BEGIN Text shown
Labor Department data showed that unemployment claims rose by a larger than expect seasonally adjusted 34,000 to 406,000 last week. Unemployment claims were at their highest level since September 2005.

Meanwhile, National Association of Realtors data showed existing home sales fell 2.6 per cent to a lower than expected 4.86 million annual rate in June.

The grim economic picture took its toll on US equity markets.

The Dow dropped 283.10, or 2.43 per cent to 11349.28, while the broader S&P 500 fell 29.65, or 2.31 per cent to 1252.53. The NASDAQ shed 45.77, or 1.97 per cent at 2280.11.

Housing market concerns pulled the rug out from beneath homebuilders. Lennar fell 18.2 per cent, KB Homes slid 15.4 per cent, Centex shed 16.4 per cent and D. R. Horton dropped 13.8 per cent.

Financials were a casualty of the downturn in sentiment, giving up momentum built up in recent sessions. Washington Mutual, which reported a larger than expected second quarter loss last week, tumbled 13 per cent.
END Text shown
Pick up the market report on unemployment claims, home sales and falling stocks after its final sentence and continue it.
BEGIN Records shown
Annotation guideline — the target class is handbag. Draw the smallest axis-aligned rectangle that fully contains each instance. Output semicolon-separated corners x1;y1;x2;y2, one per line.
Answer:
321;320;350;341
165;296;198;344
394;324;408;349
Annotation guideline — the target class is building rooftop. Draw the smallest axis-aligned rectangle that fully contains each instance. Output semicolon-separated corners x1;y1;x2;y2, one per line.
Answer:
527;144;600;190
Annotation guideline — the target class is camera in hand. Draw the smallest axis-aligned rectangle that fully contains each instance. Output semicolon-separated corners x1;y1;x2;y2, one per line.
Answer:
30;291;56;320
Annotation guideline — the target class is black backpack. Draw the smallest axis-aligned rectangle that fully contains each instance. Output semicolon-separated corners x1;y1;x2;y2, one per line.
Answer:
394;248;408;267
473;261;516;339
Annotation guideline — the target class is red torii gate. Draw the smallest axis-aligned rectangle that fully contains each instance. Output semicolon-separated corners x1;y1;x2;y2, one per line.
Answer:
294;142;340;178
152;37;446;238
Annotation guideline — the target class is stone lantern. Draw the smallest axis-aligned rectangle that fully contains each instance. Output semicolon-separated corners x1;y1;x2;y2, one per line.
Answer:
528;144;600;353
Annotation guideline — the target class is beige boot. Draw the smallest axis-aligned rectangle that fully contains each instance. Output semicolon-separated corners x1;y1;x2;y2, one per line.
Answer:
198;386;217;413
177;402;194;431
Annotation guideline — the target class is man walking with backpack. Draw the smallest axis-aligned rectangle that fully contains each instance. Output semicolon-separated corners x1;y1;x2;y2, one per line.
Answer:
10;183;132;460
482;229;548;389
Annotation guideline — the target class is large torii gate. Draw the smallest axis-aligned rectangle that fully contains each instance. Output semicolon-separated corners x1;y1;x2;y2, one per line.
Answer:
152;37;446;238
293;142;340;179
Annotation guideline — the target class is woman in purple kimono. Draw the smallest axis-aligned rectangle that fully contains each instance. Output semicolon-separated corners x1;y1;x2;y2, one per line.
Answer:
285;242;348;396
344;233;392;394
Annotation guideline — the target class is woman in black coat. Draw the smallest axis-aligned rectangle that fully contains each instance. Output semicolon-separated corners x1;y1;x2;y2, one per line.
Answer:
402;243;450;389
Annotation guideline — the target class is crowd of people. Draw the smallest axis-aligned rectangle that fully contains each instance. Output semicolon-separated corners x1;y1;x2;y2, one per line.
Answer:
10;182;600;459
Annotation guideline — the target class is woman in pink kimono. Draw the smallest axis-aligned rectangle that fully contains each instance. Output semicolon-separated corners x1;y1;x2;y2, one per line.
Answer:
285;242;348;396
END Records shown
- [Exercise response]:
Even financials that recently reported smaller than expected losses were sold off. Merrill Lynch lost 14.1 per cent, Citigroup dropped 9.8 per cent, JPMorgan fell 6.7 per cent and Wachovia gave up 11.1 per cent.

Meanwhile, Fannie Mae and Freddie Mac fell 19.9 per cent and 18.4 per cent respectively even as Congress looked set to authorise a relief plan for the mortgage financiers.

Elsewhere, US car giant Ford reported a US$8.7 billion loss in the second quarter, its largest quarterly loss ever. The struggling carmaker said it would restructure its North American product line to introduce more fuel-efficient vehicles. Ford shares fell 15.3 per cent.

Meanwhile, Dow Chemical and Rohm and Hass reported lower than expected earnings, sending the shares down 3.3 per cent and 0.2 per cent respectively.

On the upside, 3M reported a 3 per cent increase in quarterly earnings, topping consensus estimates. The conglomerate’s shares defied the broader slump to edge 0.4 per cent higher.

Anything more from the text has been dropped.